Passage for review Block Start

Three different groups of coloured shapes just can’t get along. Each group has its own unique set of interests and passions which keep them happy. But whenever a ‘different’ comes along, they end up arguing and criticising each other (the Yellows, much to the disgust of the Blues, love bananas, and the Red’s favourite music is too noisy, according to the Yellows.) They try segregation (by drawing boundaries around themselves) and coming up with rules (‘nobody except reds are allowed in the red corner!’) but these do nothing to promote harmony. The tide turns when some more accepting and tolerant shapes turn up, including a multi-coloured star (‘a really DIFFERENT different’) who likes EVERYTHING. The shapes realise that complimenting and supporting each other is much better than criticising and fighting, the silly rules are forgotten and everyone is much happier…they realise that being different is ‘the best thing ever!’
A fun story about different shapes who learn to put aside their differences and get along. Promotes open-mindedness, kindness and tolerance.
The messages we found in this book:
- Children are often apprehensive about trying or accepting something new or different.
- Kindness is infectious. When you are positive and welcoming, you encourage others to do the same. The ‘really different different’ embraced everyone’s interests and provided the catalyst for positive change.
- There is more that unites us than divides us. Sometimes you need to try things to know if you like them or not. Once the shapes stopped focussing in on what they disliked, they were able to discover things that they liked.

Passage for review Block End
Extracted information Block Start

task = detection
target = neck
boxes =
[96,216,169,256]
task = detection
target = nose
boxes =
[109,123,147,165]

Extracted information Block End

What the task requires:
Carry on the review of the picture book about the quarreling colored shapes from where it stops.

Answer space:
- Groups which exclude people don’t lead to happiness (eg, playground gangs and cliques). Neither do stringent rules that are drawn up to segregate people.
- Playing together and co-operating makes you feel far happier than avoiding people, fighting with them and being critical.
- The ‘really different different’ was tolerant, optimistic and open-minded. His enthusiasm and warmth rubbed off on the others.
- The shapes learned to co-operate with each other and focus on the positives instead of the negatives. They replaced critical phrases (we don’t like bow ties, red songs make far too much noise) with complimentary ones (I really like your glasses, I wish I had a red hat like yours).
- If the ‘really different Different’ had been critical and aggressive to the other shapes, how do you think the story would have ended?
- How do you feel when someone says they don’t like things that you really love?
- Pretend you are a Red. What would you say to the Yellows?